TASK INSTRUCTIONS - Restate the data exactly as given and keep the pictures out.

[Photo-based referring expression data]

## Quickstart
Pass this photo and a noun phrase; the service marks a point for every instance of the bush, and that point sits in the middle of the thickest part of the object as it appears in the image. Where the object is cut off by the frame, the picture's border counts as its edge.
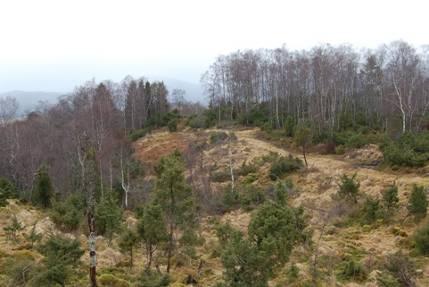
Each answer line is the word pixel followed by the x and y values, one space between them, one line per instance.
pixel 418 203
pixel 349 187
pixel 172 125
pixel 245 169
pixel 7 190
pixel 153 279
pixel 11 230
pixel 390 198
pixel 138 133
pixel 108 215
pixel 290 125
pixel 217 137
pixel 284 165
pixel 251 196
pixel 385 279
pixel 231 199
pixel 410 150
pixel 401 268
pixel 352 270
pixel 220 176
pixel 43 188
pixel 371 211
pixel 203 120
pixel 62 256
pixel 421 240
pixel 109 280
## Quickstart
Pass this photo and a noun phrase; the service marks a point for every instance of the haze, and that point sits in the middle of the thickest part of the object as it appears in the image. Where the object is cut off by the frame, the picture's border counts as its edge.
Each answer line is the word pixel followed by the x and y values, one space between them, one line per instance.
pixel 53 46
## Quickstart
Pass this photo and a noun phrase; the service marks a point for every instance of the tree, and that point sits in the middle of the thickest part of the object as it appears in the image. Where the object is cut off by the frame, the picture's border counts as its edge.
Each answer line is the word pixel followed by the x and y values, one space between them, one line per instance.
pixel 418 203
pixel 390 198
pixel 62 256
pixel 371 210
pixel 7 190
pixel 273 232
pixel 349 187
pixel 108 215
pixel 127 242
pixel 421 240
pixel 43 189
pixel 303 138
pixel 276 229
pixel 33 236
pixel 175 198
pixel 13 228
pixel 244 264
pixel 68 214
pixel 152 230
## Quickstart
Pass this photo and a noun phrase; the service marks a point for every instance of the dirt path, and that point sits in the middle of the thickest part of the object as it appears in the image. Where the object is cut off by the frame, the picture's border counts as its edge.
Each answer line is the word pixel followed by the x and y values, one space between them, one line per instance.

YOUR RESPONSE -
## Quickstart
Pass this photo and a noun phrase; the service marks a point for every instance of the bush, and that point sits in the middle of the thickest part of the object as it appears in the image. Where the object is cut off by the frame, the picture's border counts as its edge.
Each answer line is the word pixel followed by the x and y values, one space between them, one line per instance.
pixel 418 203
pixel 349 187
pixel 172 125
pixel 245 169
pixel 7 190
pixel 153 279
pixel 11 230
pixel 390 198
pixel 138 133
pixel 108 215
pixel 290 125
pixel 217 137
pixel 284 165
pixel 251 196
pixel 385 279
pixel 231 199
pixel 410 150
pixel 401 268
pixel 352 270
pixel 220 176
pixel 43 188
pixel 371 211
pixel 203 120
pixel 62 256
pixel 421 240
pixel 109 280
## Quickstart
Pass this photo and a noun phrase; the service marks a point for every instance of the haze, and that point sits in the middle of the thickest part of the object as it appears in the image. Where the object is cut off by the frame, the picture's border counts as its edge.
Each answer line is the word pixel followed by the x and y values, one space between them, one line per instance.
pixel 53 46
## Quickstart
Pass this photo and a noun phrase; the service marks a point for every instance of the tree, and that point sits in the middle of the thickest part of the object as it appears in the image. Where the object is cut off by the frame, the picture's border counts as its edge.
Each answer line is the word pixel followed by the x and y values, one space between them, one line per instance.
pixel 418 203
pixel 390 198
pixel 62 256
pixel 371 210
pixel 7 190
pixel 273 232
pixel 349 187
pixel 108 215
pixel 127 242
pixel 421 240
pixel 43 189
pixel 303 138
pixel 276 229
pixel 33 236
pixel 175 198
pixel 13 228
pixel 244 264
pixel 68 214
pixel 152 230
## Quickstart
Pass this photo and a noun phrase; the service marks a point for every instance of the dirt path, and that point sits in the middle of the thickest part of the object as it appears in the image. Where the object is cut off by the frame, the picture's border counts as its edge.
Each answer line is the word pixel followed by the x and y values, one space between them, one line per instance.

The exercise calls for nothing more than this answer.